### PASSAGE SHOWN

The Arizona Republic‘s Bob Ortega–who has a track record of strong reporting on the state’s brutal prison system–has a lengthy article on the subject. Drawing both from the lawsuit and from its own correspondence and interviews with prisoners and corrections staff, the article presents a devastating picture of what life in solitary confinement is like for prisoners with mental illness in Arizona.

“In two decades of prison litigation, this is one of the most broken systems  I’ve seen,” David Fathi, an attorney with the American Civil Liberties Union’s  National Prison Project, said Tuesday. “The indifference to the needs of  desperately ill people is shocking. And the gratuitous cruelty we see in  Arizona’s SMUs (special management units, or solitary confinement) is unlike  anything we’ve ever seen even in other states’ Supermax prisons.”…

While many states, including California, New York, Vermont, Massachusetts,  Mississippi, Ohio and Wisconsin, bar solitary confinement for inmates diagnosed  with serious mental illness because extreme social isolation and sensory  deprivation makes them deteriorate psychologically, Arizona routinely places  mentally-ill inmates in long-term solitary confinement and uses solitary cells  to house suicidal prisoners, according to the suit and inmates.

Dustin Brislan, one of the plaintiffs in the suit, is a seriously mentally  ill inmate at the Eyman state prison who has repeatedly cut himself and been  placed on suicide watch.

######

• **EXERCISE SET**
#1 In the passage on Arizona's solitary confinement, rewrite the paragraph beginning "While many states" as a short bulleted list that keeps its main facts.
#2 According to the passage on Arizona's solitary confinement, at which prison is Dustin Brislan held?
#3 List every state that the passage on Arizona's solitary confinement names as barring solitary confinement for inmates diagnosed with serious mental illness.

### DATA TO EXAMINE

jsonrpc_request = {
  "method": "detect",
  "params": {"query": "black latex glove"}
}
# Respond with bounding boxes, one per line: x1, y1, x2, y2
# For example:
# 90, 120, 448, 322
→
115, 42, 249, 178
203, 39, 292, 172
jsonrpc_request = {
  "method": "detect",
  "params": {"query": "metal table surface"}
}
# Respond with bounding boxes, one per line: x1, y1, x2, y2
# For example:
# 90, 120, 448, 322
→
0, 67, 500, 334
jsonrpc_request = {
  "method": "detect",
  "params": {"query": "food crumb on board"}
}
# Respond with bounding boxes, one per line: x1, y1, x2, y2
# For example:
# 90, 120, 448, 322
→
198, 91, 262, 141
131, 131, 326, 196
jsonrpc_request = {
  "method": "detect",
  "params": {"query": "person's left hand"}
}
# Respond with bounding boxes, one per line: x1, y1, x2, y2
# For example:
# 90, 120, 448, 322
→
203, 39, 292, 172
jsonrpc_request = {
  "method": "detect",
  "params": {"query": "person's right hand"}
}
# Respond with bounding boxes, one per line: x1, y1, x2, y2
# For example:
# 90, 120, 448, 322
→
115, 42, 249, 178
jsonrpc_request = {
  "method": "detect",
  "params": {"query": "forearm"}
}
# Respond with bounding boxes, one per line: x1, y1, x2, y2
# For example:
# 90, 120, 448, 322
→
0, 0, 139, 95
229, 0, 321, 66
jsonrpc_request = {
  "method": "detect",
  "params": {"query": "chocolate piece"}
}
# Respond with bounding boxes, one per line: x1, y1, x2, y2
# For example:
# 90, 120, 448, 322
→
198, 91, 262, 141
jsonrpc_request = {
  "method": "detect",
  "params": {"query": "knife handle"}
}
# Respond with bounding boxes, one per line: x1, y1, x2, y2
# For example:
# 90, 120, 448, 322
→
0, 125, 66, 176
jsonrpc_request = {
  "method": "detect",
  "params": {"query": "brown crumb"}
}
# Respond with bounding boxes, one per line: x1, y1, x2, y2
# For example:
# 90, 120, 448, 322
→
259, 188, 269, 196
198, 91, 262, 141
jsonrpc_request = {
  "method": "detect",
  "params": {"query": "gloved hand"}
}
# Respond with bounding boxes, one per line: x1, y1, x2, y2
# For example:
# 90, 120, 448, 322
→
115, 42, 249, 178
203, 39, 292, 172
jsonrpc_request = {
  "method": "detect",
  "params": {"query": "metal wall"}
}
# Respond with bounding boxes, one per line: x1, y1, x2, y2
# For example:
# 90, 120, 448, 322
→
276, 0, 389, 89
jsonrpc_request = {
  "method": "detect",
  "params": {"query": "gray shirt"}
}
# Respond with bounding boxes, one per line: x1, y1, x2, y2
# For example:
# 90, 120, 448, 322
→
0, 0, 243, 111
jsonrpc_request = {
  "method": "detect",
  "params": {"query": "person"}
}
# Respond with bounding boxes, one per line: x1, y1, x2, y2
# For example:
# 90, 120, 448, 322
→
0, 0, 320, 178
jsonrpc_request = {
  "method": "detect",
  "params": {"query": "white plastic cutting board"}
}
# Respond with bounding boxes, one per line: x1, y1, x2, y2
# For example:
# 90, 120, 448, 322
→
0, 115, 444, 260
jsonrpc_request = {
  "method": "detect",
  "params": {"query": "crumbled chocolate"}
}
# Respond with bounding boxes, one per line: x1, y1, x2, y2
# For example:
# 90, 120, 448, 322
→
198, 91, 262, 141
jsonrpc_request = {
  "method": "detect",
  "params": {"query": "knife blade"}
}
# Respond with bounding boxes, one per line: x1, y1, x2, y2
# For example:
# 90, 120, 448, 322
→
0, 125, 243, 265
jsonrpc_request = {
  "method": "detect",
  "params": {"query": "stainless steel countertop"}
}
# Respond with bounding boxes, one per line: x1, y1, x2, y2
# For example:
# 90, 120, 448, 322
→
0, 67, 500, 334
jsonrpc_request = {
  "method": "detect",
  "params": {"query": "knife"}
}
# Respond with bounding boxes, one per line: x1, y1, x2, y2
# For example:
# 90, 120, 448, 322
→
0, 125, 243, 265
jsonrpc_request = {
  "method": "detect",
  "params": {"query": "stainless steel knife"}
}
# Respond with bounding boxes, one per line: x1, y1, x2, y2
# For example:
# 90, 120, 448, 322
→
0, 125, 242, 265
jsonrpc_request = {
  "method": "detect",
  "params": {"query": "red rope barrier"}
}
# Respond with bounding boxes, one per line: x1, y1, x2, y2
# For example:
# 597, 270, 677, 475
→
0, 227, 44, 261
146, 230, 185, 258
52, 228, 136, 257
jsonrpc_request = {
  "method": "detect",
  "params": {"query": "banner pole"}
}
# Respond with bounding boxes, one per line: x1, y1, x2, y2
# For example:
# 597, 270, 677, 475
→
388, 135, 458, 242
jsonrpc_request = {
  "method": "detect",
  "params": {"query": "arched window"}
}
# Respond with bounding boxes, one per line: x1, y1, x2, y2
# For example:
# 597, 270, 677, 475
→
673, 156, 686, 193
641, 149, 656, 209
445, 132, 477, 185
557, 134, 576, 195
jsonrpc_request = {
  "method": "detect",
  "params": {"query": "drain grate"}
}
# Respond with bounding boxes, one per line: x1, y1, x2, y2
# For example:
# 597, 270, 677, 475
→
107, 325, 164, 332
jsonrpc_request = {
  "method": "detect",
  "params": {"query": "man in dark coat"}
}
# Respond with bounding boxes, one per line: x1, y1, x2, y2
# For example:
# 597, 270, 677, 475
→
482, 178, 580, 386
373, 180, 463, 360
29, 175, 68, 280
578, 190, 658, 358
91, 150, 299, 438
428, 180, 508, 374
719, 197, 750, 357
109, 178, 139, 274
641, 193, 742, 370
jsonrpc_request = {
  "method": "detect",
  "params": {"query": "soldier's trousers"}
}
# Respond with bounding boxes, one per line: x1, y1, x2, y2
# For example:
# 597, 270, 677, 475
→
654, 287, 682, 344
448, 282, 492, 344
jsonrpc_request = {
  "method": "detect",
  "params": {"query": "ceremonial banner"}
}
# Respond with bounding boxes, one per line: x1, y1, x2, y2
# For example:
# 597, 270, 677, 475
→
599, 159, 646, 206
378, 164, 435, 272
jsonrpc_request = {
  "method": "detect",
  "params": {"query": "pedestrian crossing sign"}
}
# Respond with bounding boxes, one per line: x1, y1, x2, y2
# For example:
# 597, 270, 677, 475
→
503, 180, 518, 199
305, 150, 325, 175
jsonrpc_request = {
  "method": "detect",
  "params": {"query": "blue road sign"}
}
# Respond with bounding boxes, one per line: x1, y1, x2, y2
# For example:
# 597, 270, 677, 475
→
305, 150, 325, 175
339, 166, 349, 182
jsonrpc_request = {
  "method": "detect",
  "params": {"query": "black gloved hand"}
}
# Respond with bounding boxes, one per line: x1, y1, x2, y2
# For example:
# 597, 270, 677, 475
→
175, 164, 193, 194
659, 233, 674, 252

######

• **PER-TASK ANSWERS**
#1
- Many states, including California, New York, Vermont, Massachusetts, Mississippi, Ohio and Wisconsin, bar solitary confinement for inmates diagnosed with serious mental illness.
- The reason is that extreme social isolation and sensory deprivation make such inmates deteriorate psychologically.
- According to the suit and inmates, Arizona routinely places mentally ill inmates in long-term solitary confinement.
- Arizona also uses solitary cells to house suicidal prisoners.

#2 The Eyman state prison.

#3 California, New York, Vermont, Massachusetts, Mississippi, Ohio, Wisconsin